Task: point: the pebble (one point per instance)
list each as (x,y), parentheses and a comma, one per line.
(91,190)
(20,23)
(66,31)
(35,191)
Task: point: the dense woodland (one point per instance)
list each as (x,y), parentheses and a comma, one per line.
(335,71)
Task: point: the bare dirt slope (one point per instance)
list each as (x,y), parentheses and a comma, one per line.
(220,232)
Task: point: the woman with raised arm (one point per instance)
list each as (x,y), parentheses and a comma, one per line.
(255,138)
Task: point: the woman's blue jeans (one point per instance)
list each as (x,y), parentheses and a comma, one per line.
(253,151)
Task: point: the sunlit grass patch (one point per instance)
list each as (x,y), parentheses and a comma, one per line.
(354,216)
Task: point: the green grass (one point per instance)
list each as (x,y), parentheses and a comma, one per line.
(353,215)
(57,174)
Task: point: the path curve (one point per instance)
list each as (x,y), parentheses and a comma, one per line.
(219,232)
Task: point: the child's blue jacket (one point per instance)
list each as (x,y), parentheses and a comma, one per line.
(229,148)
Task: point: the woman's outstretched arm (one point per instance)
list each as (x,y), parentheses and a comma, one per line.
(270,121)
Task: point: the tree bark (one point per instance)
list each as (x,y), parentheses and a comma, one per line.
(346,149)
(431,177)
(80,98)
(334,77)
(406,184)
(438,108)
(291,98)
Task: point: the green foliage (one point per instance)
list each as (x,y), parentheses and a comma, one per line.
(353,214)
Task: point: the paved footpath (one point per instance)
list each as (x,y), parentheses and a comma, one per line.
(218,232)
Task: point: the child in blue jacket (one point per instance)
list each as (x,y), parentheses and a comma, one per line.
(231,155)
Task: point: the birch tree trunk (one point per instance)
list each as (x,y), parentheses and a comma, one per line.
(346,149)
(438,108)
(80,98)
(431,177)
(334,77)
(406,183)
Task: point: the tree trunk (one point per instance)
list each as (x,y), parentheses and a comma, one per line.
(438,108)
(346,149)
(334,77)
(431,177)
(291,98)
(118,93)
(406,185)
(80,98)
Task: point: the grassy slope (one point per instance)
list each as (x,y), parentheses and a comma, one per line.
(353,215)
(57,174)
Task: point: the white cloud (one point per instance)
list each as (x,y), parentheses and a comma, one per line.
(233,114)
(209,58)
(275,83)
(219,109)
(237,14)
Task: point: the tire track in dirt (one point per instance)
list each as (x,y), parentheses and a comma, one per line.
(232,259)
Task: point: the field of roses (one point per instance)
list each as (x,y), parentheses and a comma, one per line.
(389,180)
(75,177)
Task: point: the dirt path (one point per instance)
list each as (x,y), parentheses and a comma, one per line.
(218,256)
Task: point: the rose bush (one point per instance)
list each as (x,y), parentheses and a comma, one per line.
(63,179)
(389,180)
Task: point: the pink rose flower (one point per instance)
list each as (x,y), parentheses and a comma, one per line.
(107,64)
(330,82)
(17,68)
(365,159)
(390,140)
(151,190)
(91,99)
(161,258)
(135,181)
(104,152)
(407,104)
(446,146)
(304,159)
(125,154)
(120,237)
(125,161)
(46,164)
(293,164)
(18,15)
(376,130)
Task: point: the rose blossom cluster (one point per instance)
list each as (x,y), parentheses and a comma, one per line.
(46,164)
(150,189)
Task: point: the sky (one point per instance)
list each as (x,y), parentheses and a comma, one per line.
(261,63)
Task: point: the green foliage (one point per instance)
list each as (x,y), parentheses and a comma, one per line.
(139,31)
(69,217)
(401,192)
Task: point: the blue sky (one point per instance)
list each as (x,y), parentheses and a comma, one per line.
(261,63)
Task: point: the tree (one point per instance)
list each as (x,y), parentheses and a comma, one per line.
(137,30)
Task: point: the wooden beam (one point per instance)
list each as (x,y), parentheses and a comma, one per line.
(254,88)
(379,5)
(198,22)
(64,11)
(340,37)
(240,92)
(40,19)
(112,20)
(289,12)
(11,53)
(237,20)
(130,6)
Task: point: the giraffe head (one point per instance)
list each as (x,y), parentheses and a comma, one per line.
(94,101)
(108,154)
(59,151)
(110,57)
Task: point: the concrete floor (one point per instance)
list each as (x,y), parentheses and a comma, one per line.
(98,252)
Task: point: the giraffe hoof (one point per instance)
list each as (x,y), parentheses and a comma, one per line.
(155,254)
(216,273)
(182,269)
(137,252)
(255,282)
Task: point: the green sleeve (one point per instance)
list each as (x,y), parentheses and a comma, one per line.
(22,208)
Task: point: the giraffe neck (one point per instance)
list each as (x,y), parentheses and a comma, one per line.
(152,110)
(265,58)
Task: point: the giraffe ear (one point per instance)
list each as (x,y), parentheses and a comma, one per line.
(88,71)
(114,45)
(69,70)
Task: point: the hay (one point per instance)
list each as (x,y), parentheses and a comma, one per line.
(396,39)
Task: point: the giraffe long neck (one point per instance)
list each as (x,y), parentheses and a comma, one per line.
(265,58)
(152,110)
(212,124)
┄┄┄┄┄┄┄┄┄┄┄┄┄┄┄┄┄┄┄┄
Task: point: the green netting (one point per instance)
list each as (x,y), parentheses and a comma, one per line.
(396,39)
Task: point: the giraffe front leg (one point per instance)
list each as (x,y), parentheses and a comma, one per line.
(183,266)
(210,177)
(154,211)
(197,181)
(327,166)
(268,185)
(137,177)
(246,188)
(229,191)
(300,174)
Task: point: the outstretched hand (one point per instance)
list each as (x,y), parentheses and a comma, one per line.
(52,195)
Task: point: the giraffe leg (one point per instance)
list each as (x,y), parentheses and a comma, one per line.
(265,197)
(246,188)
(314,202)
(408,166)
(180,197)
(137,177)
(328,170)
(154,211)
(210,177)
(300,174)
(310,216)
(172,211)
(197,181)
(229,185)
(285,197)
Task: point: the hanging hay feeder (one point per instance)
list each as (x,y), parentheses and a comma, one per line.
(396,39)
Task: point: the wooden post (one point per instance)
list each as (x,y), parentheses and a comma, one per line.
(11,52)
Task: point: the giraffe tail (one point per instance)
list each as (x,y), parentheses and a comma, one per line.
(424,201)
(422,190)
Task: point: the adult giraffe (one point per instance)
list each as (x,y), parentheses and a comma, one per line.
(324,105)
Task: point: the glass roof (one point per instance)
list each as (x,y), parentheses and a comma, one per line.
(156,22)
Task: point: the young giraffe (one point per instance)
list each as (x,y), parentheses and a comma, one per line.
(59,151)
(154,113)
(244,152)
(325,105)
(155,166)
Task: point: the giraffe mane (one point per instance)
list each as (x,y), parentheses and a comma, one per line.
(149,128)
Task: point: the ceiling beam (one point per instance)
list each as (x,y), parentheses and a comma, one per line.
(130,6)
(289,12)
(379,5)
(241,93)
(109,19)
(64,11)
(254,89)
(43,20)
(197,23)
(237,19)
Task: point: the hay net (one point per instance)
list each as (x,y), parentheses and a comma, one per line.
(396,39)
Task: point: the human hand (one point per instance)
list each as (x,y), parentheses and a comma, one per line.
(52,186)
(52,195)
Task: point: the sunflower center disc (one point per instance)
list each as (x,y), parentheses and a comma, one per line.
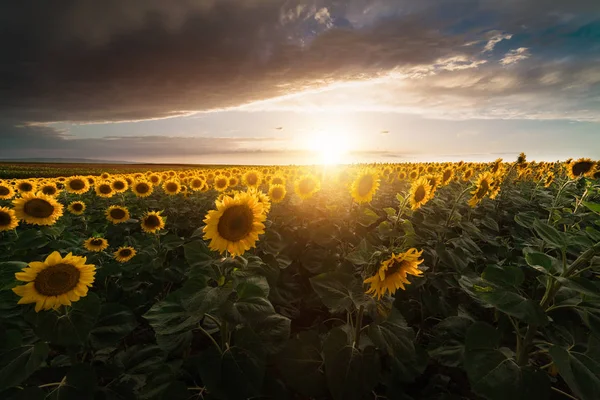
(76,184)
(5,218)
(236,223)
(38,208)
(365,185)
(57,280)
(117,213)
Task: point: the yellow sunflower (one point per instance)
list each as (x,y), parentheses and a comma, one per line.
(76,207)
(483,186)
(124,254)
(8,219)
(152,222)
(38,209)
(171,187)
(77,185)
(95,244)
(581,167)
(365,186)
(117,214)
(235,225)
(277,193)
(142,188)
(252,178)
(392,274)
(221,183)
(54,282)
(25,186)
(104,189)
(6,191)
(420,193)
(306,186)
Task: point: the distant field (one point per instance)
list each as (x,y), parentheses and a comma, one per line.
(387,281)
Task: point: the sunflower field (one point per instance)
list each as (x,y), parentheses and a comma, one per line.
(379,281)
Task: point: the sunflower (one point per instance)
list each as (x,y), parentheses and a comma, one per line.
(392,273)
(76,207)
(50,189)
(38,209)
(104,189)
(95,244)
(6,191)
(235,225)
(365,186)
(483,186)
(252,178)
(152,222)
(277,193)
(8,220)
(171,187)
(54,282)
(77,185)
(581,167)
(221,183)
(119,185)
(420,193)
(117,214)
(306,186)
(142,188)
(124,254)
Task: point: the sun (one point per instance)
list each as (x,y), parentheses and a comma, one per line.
┄┄┄┄┄┄┄┄┄┄┄┄┄┄┄┄┄┄┄┄
*Written instruction*: List every line in the rows above that contains the word "green", copying each line in full. Case counts.

*Answer to the problem*:
Task: point: the green grass (one point per instance)
Task: point: the green foliage (one point per instance)
Task: point: the green foliage (one point per instance)
Task: point: the green sleeve (one point per instance)
Task: point: the green netting (one point per instance)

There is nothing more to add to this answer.